# DATA ROWS

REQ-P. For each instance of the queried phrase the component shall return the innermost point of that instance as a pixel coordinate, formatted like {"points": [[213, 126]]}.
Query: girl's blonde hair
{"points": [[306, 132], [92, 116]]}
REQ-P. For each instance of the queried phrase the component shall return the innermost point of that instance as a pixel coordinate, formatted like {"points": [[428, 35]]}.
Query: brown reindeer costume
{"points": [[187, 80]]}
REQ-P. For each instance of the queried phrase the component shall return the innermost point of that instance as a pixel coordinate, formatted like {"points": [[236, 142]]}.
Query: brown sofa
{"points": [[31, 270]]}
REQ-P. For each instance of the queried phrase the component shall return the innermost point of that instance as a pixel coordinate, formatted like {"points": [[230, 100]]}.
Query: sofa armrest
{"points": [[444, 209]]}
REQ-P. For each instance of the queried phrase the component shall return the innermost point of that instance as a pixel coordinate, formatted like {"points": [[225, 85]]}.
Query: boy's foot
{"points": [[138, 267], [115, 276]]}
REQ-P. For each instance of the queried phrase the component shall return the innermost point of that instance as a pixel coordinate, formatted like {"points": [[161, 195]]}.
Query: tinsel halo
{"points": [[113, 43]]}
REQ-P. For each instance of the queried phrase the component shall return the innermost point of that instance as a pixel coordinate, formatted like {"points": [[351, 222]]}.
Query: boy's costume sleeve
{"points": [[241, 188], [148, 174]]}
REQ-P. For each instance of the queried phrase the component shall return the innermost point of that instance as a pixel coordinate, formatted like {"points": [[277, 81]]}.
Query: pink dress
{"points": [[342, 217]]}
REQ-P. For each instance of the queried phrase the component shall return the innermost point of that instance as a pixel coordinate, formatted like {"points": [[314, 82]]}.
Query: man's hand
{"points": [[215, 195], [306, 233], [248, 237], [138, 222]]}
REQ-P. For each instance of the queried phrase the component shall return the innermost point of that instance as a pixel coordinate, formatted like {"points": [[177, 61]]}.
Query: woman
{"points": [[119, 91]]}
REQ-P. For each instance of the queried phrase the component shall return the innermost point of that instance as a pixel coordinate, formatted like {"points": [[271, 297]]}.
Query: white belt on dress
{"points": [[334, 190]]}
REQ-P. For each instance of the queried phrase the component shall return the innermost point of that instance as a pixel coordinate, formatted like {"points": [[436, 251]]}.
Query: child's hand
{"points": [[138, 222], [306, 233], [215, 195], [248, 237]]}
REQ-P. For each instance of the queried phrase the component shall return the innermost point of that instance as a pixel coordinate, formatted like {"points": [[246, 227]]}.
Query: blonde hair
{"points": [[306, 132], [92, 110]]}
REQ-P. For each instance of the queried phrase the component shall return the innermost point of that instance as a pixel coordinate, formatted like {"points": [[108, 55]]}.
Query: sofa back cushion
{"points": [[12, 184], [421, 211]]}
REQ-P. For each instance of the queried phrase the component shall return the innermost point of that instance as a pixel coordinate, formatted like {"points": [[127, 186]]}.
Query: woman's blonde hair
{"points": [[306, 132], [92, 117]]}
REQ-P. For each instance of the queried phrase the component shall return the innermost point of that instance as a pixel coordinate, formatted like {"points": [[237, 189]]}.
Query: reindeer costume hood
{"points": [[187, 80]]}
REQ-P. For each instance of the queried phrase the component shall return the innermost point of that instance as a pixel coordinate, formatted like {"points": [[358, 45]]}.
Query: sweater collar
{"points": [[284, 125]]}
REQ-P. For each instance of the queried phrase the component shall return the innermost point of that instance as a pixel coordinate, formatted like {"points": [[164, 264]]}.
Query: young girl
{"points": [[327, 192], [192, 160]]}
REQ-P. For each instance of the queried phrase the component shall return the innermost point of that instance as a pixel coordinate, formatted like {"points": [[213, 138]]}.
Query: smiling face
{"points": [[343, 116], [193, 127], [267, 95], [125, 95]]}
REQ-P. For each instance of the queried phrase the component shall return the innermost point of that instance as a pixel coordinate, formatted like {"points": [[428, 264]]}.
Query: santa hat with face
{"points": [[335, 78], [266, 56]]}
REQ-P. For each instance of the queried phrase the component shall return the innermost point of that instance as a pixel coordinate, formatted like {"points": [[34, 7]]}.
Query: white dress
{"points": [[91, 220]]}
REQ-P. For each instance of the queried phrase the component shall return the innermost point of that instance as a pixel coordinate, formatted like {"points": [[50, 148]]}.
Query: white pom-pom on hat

# TASK TO CARRY OUT
How many lines above contain the string "blonde"? Reply with the number alone.

# WRITTEN SOLUTION
3